[Dataset excerpts on object pointing]

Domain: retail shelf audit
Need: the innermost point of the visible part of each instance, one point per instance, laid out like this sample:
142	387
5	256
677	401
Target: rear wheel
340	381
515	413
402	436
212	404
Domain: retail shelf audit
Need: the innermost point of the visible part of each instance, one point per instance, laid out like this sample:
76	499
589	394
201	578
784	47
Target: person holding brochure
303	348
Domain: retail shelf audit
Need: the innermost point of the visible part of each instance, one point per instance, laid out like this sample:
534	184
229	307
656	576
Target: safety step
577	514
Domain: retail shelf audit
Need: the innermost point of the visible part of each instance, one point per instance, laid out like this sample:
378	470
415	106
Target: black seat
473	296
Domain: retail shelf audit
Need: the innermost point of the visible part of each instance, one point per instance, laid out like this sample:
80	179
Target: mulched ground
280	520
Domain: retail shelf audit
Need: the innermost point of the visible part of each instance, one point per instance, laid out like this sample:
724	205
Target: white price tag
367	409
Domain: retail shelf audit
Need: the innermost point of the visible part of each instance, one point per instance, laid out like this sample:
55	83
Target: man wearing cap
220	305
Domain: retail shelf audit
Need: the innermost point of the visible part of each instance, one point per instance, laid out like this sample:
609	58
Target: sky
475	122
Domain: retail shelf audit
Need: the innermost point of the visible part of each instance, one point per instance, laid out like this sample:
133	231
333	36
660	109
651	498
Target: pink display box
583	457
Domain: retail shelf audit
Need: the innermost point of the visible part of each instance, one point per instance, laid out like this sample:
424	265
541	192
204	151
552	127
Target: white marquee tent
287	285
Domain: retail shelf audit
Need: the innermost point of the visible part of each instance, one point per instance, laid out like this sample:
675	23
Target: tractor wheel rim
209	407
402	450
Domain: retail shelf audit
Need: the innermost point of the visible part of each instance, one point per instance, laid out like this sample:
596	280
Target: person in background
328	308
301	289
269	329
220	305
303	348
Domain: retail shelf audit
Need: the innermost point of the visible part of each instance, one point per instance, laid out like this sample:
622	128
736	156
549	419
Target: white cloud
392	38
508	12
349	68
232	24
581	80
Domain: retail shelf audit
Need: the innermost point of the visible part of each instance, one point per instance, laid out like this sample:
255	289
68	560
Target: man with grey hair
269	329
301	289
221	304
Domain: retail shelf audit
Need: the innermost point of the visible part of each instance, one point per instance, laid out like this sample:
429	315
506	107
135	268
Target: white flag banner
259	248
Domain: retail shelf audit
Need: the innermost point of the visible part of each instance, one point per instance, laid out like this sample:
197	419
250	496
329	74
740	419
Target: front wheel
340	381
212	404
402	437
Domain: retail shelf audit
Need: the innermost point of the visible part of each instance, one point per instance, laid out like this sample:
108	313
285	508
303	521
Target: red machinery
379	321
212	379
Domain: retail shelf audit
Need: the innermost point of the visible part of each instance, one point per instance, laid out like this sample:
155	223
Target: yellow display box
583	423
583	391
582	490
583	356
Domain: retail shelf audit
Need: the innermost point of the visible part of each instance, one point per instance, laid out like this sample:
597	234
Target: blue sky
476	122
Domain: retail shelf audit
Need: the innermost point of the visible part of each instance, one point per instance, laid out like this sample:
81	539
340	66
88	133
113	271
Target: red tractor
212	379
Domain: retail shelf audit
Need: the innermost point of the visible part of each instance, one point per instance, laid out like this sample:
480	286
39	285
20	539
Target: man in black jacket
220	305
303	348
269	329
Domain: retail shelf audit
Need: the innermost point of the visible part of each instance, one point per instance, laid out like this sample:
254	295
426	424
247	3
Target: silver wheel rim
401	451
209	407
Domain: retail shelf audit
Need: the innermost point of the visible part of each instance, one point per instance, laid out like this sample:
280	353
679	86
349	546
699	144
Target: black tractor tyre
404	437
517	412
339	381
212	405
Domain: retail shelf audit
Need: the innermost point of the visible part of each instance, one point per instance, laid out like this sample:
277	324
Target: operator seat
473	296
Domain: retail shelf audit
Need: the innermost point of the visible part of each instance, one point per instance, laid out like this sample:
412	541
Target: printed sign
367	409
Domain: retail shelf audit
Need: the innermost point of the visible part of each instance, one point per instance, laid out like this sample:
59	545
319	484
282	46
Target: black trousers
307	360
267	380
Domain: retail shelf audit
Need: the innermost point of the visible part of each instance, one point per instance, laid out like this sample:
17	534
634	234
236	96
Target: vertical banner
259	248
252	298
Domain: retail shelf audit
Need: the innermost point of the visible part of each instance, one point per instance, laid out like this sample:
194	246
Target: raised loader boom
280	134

**The request:**
The listing above must be transcribed exactly, line by line.

**Right answer:**
Domain: retail shelf audit
Need: the innermost point of the visible part of each instance, one point per instance, laid out like this sample:
142	387
5	256
677	401
Target: rear wheel
340	381
515	413
402	436
212	404
Domain: retail shelf audit
Need: the innermost point of the visible part of each instance, one point per instance, laid out like this sample:
76	499
589	394
201	578
784	47
Target: person holding brochure
303	348
Domain: retail shelf audit
Need: the innermost point of the visible part of each instance, one point per instance, laid out like this sample:
534	184
229	307
656	576
Target: safety step
577	514
Domain: retail shelf audit
Need: the innermost point of the visible part of each instance, one point per instance, laid out like this sample:
378	470
415	106
Target: black seat
473	296
Domain: retail shelf audit
Need: the innermost point of the visible part of each instance, one point per instance, laid out like this sample:
80	179
Target: mulched ground
280	520
Domain: retail shelf audit
Need: the innermost point of the visible part of each instance, one point per instance, laid out like this sample:
724	205
Target: white price tag
367	409
Domain: retail shelf audit
Need: the innermost point of the visible part of each instance, one point per instance, laid out like this sample:
55	83
Target: man wearing cap
220	305
Domain: retail shelf audit
Need: the innermost point of the visible part of each instance, one point per instance, laid out like this sample:
609	58
Target: sky
475	122
Domain: retail shelf audit
Need: the innermost point of the visible part of each instance, one point per instance, laid out like this sample:
133	231
333	36
660	109
651	498
Target: pink display box
583	457
Domain: retail shelf audit
Need: the innermost point of the visible part of each instance, one point per instance, laid out like this sample:
424	265
541	192
204	151
552	127
Target: white marquee tent
287	285
Domain: retail shelf audit
Need: the innermost point of the visible part of each instance, one point per instance, laid out like this sample:
675	23
Target: tractor wheel rim
209	407
402	450
Domain: retail shelf audit
Need: the innermost point of the visible part of each instance, one point per instance, laid out like this sample:
596	280
Target: person in background
328	308
301	289
269	329
220	305
303	348
Domain: retail shelf audit
Need: the innermost point of the visible part of each instance, one point per instance, laid out like this sample:
622	128
736	156
549	419
Target: white cloud
392	38
508	12
349	68
232	24
581	80
Domain: retail shelf audit
Need: the innermost point of the visible part of each instance, one point per instance, laid out like this sample:
255	289
68	560
Target: man with grey hair
269	329
301	289
221	304
Domain: retail shelf audit
Need: the innermost point of the visible part of each instance, one point per instance, laid out like this sample:
429	315
506	107
135	268
Target: white flag banner
259	248
Domain: retail shelf audit
Need: the innermost point of the visible part of each instance, one point per instance, laid out like this sample:
197	419
250	496
329	74
740	419
Target: front wheel
340	381
212	404
402	437
Domain: retail shelf audit
Need: the innermost point of the visible part of each instance, one point per instance, laid out like this sample:
108	313
285	508
303	521
Target: red machinery
379	321
212	379
Domain: retail shelf audit
Need: the innermost point of the visible part of each instance, one point per instance, laid out like this sample:
155	223
Target: yellow display box
583	423
583	391
582	490
583	356
Domain: retail shelf audit
Need: the innermost point of the visible part of each instance, one point per instance, laid out like this sample:
597	234
Target: blue sky
476	122
Domain: retail shelf audit
Need: the innermost point of the visible part of each instance, one point per instance, laid out like this sample:
81	539
340	66
88	133
113	271
Target: red tractor
212	379
Domain: retail shelf audit
Need: the innermost point of the visible part of each instance, one point per instance, laid out like this sample:
480	286
39	285
20	539
Target: man in black jacket
220	305
303	348
269	329
Domain: retail shelf audit
Need: the innermost point of the visible part of each instance, one point per instance, laid out like this sample:
254	295
426	424
247	3
Target: silver wheel rim
401	451
209	407
Domain: retail shelf audit
Need: the innermost point of the visible part of each instance, one point per instance, laid out like this sample:
280	353
679	86
349	546
699	144
Target: black tractor tyre
404	437
517	412
339	381
212	405
Domain: retail shelf audit
Need: the innermost point of the visible part of each instance, one point per instance, laid out like this sample:
277	324
Target: operator seat
473	296
Domain: retail shelf audit
Need: the innermost point of the visible part of each instance, one point per instance, laid out like this sample:
412	541
Target: printed sign
367	409
Domain: retail shelf audit
Need: the innermost point of the visible part of each instance, one point per instance, laid out like this sample:
59	545
319	484
282	46
Target: black trousers
307	360
267	380
Domain: retail shelf audit
Need: the innermost point of the visible part of each instance, one point per instance, laid out like this sample:
17	534
634	234
236	96
Target: vertical banner
259	248
252	298
Domain: retail shelf audit
Need: the innermost point of the visible part of each instance, one point per instance, laid out like this sample:
194	246
Target: raised loader boom
280	134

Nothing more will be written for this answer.